━━━ Data supplied ━━━
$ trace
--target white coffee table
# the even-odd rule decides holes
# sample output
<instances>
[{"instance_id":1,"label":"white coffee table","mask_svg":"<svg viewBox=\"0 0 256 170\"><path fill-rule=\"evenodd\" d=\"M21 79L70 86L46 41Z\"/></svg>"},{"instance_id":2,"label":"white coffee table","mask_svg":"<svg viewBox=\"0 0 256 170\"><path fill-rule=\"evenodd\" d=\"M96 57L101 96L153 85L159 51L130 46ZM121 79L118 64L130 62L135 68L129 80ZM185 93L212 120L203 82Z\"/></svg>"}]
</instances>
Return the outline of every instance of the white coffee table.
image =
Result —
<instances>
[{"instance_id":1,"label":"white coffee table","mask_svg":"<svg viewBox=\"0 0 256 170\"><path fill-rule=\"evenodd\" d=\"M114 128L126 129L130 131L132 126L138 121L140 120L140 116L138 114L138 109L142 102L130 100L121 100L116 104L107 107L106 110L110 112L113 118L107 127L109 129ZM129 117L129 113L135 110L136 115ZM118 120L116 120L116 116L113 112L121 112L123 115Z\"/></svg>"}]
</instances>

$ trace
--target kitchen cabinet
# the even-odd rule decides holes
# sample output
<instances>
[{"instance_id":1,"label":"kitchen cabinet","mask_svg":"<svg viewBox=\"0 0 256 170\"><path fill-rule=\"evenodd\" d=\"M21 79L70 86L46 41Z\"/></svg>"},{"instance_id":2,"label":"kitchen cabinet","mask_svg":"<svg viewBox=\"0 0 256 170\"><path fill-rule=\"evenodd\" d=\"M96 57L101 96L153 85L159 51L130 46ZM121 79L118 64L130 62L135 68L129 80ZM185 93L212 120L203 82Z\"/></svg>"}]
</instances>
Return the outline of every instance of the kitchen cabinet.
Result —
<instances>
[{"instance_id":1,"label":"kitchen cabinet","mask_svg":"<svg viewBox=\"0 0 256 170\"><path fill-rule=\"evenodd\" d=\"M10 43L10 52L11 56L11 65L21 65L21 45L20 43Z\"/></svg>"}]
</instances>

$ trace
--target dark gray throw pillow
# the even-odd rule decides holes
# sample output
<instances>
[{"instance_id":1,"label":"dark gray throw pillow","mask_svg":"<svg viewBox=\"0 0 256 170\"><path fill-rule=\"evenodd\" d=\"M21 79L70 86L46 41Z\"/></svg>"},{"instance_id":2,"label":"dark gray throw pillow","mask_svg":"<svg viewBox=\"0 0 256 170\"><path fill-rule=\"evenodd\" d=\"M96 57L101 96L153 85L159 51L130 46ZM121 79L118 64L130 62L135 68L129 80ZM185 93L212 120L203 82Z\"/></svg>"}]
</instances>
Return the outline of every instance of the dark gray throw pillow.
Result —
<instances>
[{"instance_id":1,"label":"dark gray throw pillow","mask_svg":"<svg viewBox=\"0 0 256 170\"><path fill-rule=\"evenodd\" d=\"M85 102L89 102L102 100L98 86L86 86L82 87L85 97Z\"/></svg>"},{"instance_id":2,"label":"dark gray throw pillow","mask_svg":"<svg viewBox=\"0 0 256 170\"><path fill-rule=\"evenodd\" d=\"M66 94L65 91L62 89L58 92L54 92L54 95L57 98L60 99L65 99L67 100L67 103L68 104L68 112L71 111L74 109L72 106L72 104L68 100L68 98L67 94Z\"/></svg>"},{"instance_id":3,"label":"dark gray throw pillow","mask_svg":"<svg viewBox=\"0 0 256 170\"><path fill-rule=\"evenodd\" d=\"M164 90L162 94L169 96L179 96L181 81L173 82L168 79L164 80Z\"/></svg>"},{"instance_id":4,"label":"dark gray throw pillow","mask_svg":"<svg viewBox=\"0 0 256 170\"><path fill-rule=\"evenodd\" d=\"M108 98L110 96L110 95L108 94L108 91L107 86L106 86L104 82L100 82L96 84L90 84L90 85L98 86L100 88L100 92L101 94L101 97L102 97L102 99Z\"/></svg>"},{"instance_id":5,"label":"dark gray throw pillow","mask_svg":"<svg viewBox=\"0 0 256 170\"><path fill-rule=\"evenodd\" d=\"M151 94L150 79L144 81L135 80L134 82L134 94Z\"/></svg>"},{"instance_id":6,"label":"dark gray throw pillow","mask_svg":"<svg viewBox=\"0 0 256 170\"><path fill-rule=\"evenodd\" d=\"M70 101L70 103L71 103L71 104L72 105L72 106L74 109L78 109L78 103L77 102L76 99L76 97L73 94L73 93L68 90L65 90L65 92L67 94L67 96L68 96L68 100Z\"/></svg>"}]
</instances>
━━━
Written problem
Pull out each line of the material above that contains the string "target", and copy those lines in full.

Output of the task
--target white coffee table
--target kitchen cabinet
--target dark gray throw pillow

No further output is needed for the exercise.